*WHAT TO WORK ON*: Search the records for the string "farther" and copy every line in which it appears.

*DATA TO EXAMINE*:

BEGIN

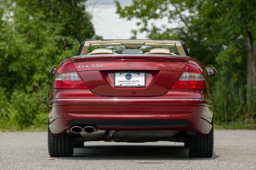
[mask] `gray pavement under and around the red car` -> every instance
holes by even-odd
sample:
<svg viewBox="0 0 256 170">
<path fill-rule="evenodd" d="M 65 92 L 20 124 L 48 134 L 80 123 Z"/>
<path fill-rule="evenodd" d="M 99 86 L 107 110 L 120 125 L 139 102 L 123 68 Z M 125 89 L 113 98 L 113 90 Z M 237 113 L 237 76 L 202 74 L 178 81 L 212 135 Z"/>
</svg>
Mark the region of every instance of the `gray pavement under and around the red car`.
<svg viewBox="0 0 256 170">
<path fill-rule="evenodd" d="M 183 143 L 85 142 L 74 157 L 48 160 L 46 132 L 0 133 L 0 169 L 256 169 L 256 130 L 215 130 L 212 158 Z"/>
</svg>

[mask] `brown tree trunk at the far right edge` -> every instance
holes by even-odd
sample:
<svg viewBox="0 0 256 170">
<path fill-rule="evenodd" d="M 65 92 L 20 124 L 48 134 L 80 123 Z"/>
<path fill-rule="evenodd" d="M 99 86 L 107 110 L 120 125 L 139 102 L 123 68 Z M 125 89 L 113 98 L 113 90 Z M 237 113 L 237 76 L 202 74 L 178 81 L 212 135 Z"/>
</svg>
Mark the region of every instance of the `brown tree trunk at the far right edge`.
<svg viewBox="0 0 256 170">
<path fill-rule="evenodd" d="M 246 81 L 246 103 L 247 114 L 253 116 L 256 105 L 256 45 L 253 45 L 251 32 L 246 29 L 247 50 L 247 81 Z M 248 118 L 248 117 L 247 117 Z"/>
</svg>

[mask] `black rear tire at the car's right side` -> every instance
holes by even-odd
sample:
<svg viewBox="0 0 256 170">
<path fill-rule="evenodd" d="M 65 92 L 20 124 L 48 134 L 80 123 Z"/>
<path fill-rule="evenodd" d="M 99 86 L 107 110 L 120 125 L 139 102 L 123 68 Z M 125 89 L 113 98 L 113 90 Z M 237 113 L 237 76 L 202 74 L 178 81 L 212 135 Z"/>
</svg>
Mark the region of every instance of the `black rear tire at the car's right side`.
<svg viewBox="0 0 256 170">
<path fill-rule="evenodd" d="M 189 143 L 189 156 L 194 158 L 210 158 L 213 155 L 213 125 L 205 137 L 192 135 Z"/>
</svg>

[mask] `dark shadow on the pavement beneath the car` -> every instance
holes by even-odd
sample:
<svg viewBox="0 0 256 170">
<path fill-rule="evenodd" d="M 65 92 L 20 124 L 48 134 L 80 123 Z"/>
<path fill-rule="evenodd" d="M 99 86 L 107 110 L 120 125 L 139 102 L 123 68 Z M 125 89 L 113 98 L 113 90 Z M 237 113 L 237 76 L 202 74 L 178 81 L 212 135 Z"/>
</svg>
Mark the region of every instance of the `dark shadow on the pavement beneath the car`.
<svg viewBox="0 0 256 170">
<path fill-rule="evenodd" d="M 188 148 L 183 146 L 123 145 L 86 146 L 75 148 L 73 157 L 57 158 L 66 160 L 212 160 L 212 158 L 190 158 Z M 143 163 L 143 162 L 142 162 Z"/>
</svg>

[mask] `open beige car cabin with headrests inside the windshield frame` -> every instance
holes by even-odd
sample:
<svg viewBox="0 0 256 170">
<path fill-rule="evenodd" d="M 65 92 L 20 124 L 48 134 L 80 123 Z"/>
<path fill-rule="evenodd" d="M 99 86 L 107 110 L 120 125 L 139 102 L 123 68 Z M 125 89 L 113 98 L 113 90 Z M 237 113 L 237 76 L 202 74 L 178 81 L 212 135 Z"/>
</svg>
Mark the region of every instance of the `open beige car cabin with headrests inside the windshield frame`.
<svg viewBox="0 0 256 170">
<path fill-rule="evenodd" d="M 77 56 L 99 54 L 146 54 L 189 56 L 180 40 L 86 40 Z"/>
</svg>

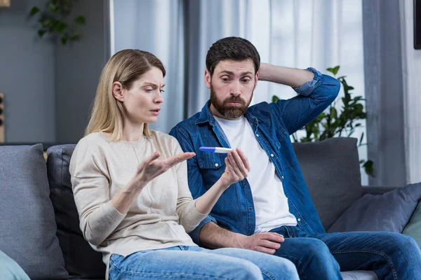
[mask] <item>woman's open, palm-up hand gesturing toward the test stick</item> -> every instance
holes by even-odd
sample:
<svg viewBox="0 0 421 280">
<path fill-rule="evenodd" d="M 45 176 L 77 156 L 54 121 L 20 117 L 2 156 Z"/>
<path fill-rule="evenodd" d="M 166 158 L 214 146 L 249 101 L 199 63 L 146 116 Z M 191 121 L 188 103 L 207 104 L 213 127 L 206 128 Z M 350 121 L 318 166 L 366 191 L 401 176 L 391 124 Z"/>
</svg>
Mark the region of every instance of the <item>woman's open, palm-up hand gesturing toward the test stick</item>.
<svg viewBox="0 0 421 280">
<path fill-rule="evenodd" d="M 143 162 L 138 165 L 136 169 L 136 174 L 133 177 L 135 185 L 138 188 L 143 188 L 152 181 L 157 176 L 163 174 L 168 169 L 177 165 L 178 163 L 193 158 L 195 153 L 180 153 L 178 155 L 173 155 L 170 158 L 165 158 L 163 160 L 158 160 L 161 156 L 161 153 L 155 152 L 153 155 L 145 158 Z"/>
</svg>

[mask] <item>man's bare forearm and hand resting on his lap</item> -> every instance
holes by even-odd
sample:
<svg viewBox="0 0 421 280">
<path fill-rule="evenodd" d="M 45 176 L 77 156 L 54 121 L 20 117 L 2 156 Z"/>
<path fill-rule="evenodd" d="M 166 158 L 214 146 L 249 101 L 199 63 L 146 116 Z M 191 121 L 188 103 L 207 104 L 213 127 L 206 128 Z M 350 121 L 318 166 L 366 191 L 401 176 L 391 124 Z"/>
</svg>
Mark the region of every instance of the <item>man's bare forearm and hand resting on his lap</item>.
<svg viewBox="0 0 421 280">
<path fill-rule="evenodd" d="M 206 223 L 200 230 L 201 244 L 208 248 L 245 248 L 253 251 L 274 254 L 281 248 L 283 236 L 275 232 L 262 232 L 254 235 L 241 235 L 221 228 L 215 223 Z"/>
</svg>

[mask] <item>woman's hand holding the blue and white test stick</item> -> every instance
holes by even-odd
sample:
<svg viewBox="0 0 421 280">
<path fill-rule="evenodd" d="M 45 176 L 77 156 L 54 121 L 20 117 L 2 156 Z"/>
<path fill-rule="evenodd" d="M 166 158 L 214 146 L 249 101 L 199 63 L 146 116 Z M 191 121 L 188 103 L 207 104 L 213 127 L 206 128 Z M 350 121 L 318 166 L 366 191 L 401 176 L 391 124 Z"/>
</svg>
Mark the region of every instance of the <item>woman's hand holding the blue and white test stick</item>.
<svg viewBox="0 0 421 280">
<path fill-rule="evenodd" d="M 250 172 L 248 159 L 240 148 L 236 148 L 228 153 L 227 158 L 225 158 L 225 165 L 225 172 L 222 174 L 221 180 L 227 188 L 233 183 L 246 178 L 248 172 Z"/>
</svg>

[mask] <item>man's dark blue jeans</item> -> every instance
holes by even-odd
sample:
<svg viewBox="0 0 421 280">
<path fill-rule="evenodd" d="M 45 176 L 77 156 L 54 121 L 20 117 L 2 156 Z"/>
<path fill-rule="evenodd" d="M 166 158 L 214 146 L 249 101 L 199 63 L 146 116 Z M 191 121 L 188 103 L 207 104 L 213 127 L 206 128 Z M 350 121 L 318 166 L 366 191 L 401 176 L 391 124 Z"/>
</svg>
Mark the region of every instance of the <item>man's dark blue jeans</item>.
<svg viewBox="0 0 421 280">
<path fill-rule="evenodd" d="M 299 227 L 271 230 L 285 237 L 276 255 L 294 262 L 300 279 L 342 279 L 340 270 L 373 270 L 379 279 L 421 279 L 421 251 L 396 232 L 308 235 Z"/>
</svg>

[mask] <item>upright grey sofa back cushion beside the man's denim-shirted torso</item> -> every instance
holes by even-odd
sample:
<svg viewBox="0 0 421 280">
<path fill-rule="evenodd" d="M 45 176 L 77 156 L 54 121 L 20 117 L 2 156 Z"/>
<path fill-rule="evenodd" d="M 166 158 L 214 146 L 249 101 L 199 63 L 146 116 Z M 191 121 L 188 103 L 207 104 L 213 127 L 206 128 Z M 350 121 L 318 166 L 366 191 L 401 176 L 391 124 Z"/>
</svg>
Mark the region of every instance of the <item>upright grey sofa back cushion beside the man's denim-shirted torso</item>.
<svg viewBox="0 0 421 280">
<path fill-rule="evenodd" d="M 323 228 L 362 195 L 361 173 L 355 138 L 293 143 L 307 188 Z"/>
</svg>

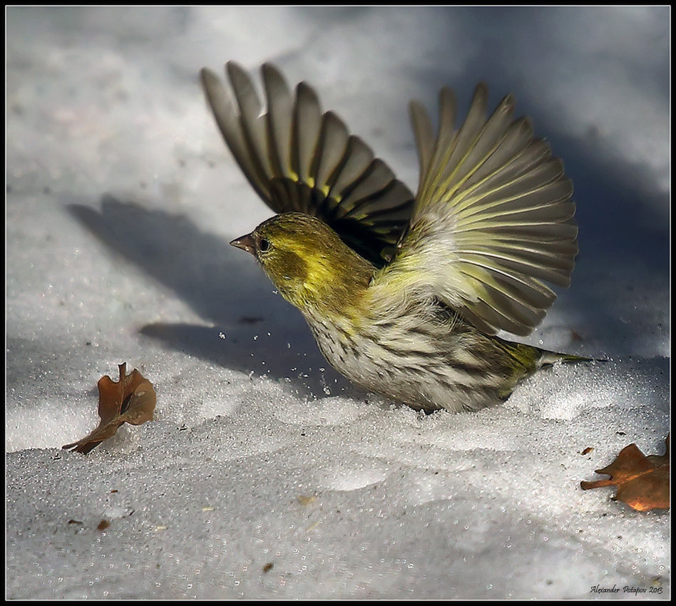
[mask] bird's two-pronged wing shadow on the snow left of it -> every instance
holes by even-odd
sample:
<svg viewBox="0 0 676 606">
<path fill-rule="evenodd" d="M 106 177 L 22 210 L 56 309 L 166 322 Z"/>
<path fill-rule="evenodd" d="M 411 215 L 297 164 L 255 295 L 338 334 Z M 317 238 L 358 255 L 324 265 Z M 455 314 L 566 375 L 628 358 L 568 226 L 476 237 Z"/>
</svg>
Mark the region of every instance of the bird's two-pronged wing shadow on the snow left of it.
<svg viewBox="0 0 676 606">
<path fill-rule="evenodd" d="M 331 369 L 301 315 L 273 292 L 254 260 L 188 217 L 101 199 L 68 212 L 108 249 L 173 290 L 211 326 L 148 324 L 140 334 L 224 368 L 290 380 L 301 393 L 337 395 L 349 382 Z"/>
</svg>

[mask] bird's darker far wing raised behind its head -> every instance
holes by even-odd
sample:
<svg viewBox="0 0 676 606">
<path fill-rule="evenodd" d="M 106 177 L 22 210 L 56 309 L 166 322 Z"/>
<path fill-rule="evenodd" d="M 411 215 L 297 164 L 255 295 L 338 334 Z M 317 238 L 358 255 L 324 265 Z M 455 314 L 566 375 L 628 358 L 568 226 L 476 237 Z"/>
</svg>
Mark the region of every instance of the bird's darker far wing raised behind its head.
<svg viewBox="0 0 676 606">
<path fill-rule="evenodd" d="M 201 80 L 225 143 L 275 212 L 305 212 L 327 222 L 347 245 L 384 265 L 409 223 L 413 193 L 334 113 L 322 113 L 306 83 L 292 95 L 281 73 L 261 68 L 266 113 L 247 73 L 225 66 L 230 93 L 207 68 Z"/>
</svg>

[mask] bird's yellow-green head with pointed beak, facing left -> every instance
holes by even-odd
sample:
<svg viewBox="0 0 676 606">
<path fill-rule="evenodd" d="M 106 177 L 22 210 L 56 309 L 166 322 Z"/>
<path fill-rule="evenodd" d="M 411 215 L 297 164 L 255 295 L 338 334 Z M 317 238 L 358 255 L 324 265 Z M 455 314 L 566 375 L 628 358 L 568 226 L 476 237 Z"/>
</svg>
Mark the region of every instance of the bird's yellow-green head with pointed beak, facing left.
<svg viewBox="0 0 676 606">
<path fill-rule="evenodd" d="M 282 297 L 306 315 L 330 317 L 354 306 L 375 271 L 326 223 L 301 212 L 276 215 L 230 244 L 256 257 Z"/>
</svg>

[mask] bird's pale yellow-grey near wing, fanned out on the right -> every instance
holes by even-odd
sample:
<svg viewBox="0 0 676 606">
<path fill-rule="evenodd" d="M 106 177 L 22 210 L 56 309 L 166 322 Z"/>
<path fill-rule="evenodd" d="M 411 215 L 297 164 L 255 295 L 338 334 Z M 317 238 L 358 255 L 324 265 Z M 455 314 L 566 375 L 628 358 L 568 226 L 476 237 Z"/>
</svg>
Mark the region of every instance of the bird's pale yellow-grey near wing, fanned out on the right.
<svg viewBox="0 0 676 606">
<path fill-rule="evenodd" d="M 487 334 L 530 334 L 568 287 L 578 253 L 573 186 L 528 118 L 507 96 L 486 118 L 476 87 L 455 129 L 456 100 L 444 88 L 439 132 L 411 103 L 420 183 L 408 232 L 379 279 L 441 299 Z"/>
</svg>

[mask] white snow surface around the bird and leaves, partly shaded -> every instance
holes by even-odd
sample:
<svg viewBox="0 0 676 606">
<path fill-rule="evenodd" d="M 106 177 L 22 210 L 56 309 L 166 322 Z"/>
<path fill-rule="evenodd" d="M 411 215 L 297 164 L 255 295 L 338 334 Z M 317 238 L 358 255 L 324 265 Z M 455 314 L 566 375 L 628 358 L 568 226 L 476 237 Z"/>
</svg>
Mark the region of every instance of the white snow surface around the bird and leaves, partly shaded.
<svg viewBox="0 0 676 606">
<path fill-rule="evenodd" d="M 579 483 L 630 443 L 662 453 L 670 426 L 670 9 L 6 17 L 6 597 L 669 597 L 669 513 Z M 198 86 L 228 59 L 307 79 L 411 188 L 410 98 L 516 93 L 580 224 L 531 342 L 610 361 L 477 414 L 341 379 L 227 244 L 271 215 Z M 123 361 L 156 421 L 61 451 Z"/>
</svg>

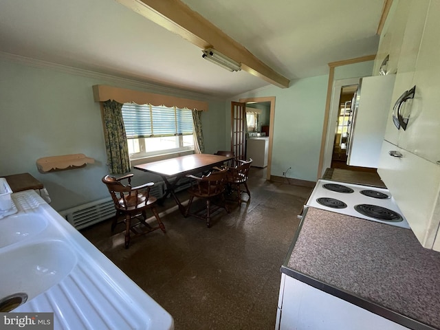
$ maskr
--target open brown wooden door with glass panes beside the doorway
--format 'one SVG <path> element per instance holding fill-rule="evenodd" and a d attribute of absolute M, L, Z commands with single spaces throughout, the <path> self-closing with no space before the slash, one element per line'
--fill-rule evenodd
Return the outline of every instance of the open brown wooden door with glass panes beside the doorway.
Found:
<path fill-rule="evenodd" d="M 246 159 L 246 104 L 231 102 L 231 151 Z"/>

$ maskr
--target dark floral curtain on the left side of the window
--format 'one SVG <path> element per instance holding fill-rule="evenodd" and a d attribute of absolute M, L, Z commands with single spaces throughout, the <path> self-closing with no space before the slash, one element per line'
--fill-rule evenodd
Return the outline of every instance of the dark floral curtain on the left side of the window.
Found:
<path fill-rule="evenodd" d="M 127 173 L 131 170 L 129 147 L 126 142 L 122 103 L 115 100 L 102 102 L 107 165 L 111 174 Z"/>

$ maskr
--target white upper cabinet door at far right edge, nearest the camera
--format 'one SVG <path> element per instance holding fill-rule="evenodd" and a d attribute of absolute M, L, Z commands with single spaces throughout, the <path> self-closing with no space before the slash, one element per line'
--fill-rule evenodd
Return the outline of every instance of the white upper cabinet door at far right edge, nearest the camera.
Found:
<path fill-rule="evenodd" d="M 420 3 L 424 3 L 423 0 Z M 417 1 L 419 5 L 419 1 Z M 436 163 L 440 161 L 440 1 L 430 1 L 415 65 L 415 98 L 399 146 Z"/>

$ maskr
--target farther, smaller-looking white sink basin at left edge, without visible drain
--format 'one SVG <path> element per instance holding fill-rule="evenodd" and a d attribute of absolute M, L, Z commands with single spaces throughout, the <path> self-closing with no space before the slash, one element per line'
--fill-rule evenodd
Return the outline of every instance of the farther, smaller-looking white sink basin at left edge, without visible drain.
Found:
<path fill-rule="evenodd" d="M 36 213 L 10 215 L 0 219 L 0 248 L 39 234 L 47 227 L 47 220 Z"/>

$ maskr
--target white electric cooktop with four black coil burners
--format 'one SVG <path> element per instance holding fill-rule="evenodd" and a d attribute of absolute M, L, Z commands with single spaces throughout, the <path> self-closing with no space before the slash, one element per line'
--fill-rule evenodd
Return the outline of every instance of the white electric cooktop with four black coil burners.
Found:
<path fill-rule="evenodd" d="M 326 186 L 337 191 L 329 190 L 325 188 Z M 345 190 L 347 192 L 343 192 Z M 306 206 L 401 228 L 410 228 L 391 193 L 384 188 L 320 179 L 311 192 Z M 377 219 L 376 216 L 383 216 L 384 219 Z"/>

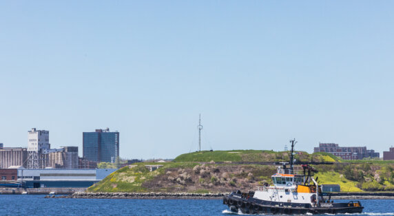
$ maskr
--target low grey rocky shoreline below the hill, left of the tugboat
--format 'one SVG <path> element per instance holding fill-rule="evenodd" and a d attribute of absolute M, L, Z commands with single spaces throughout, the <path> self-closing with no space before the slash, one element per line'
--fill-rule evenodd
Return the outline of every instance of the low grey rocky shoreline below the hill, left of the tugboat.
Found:
<path fill-rule="evenodd" d="M 222 199 L 228 193 L 85 193 L 47 196 L 46 198 L 72 199 Z"/>

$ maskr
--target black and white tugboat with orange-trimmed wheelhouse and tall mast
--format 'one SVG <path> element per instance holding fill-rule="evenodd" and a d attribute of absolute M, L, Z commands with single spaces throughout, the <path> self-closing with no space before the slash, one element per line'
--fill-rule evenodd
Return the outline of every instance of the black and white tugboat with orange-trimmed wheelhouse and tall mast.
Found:
<path fill-rule="evenodd" d="M 337 203 L 331 200 L 331 195 L 323 195 L 318 177 L 313 179 L 313 173 L 318 173 L 314 167 L 303 164 L 303 172 L 293 171 L 295 140 L 290 142 L 290 167 L 287 169 L 288 163 L 284 162 L 278 166 L 277 173 L 272 175 L 273 186 L 258 186 L 257 191 L 249 193 L 233 192 L 223 197 L 223 204 L 234 213 L 247 214 L 362 213 L 364 207 L 359 201 Z"/>

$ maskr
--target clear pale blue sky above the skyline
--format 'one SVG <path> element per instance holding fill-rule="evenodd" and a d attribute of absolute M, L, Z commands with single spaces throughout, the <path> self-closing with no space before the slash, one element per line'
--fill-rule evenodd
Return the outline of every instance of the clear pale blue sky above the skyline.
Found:
<path fill-rule="evenodd" d="M 0 1 L 0 142 L 123 158 L 394 144 L 394 1 Z"/>

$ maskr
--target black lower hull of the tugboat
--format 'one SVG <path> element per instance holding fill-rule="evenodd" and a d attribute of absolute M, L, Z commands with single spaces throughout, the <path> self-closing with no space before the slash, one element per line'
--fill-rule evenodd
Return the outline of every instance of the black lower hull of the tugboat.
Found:
<path fill-rule="evenodd" d="M 299 215 L 299 214 L 344 214 L 362 213 L 363 206 L 357 202 L 358 206 L 353 206 L 353 202 L 322 204 L 321 206 L 311 206 L 311 204 L 295 204 L 282 202 L 267 202 L 260 199 L 242 198 L 231 193 L 223 198 L 223 204 L 229 206 L 230 210 L 238 213 L 247 214 L 280 214 L 280 215 Z"/>

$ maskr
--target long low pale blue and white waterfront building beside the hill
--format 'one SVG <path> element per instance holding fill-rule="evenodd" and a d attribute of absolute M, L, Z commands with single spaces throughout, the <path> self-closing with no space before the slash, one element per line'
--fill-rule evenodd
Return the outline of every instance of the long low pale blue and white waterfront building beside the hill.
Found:
<path fill-rule="evenodd" d="M 116 169 L 23 169 L 18 171 L 18 181 L 26 188 L 87 188 L 100 182 Z"/>

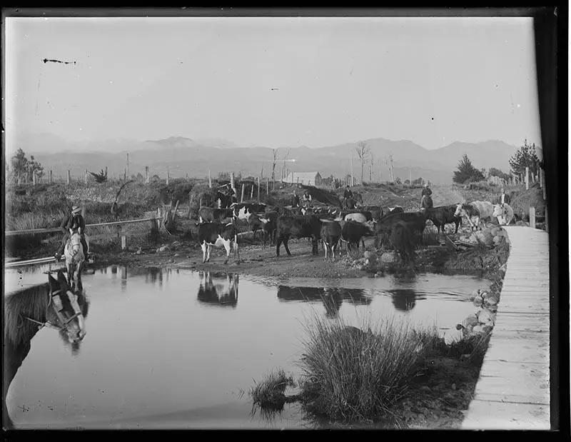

END

*ANSWER FOR THE TASK*:
--target farther, smaller-looking white sink basin at left edge, without visible drain
Return the outline of every instance of the farther, smaller-looking white sink basin at left edge, without visible drain.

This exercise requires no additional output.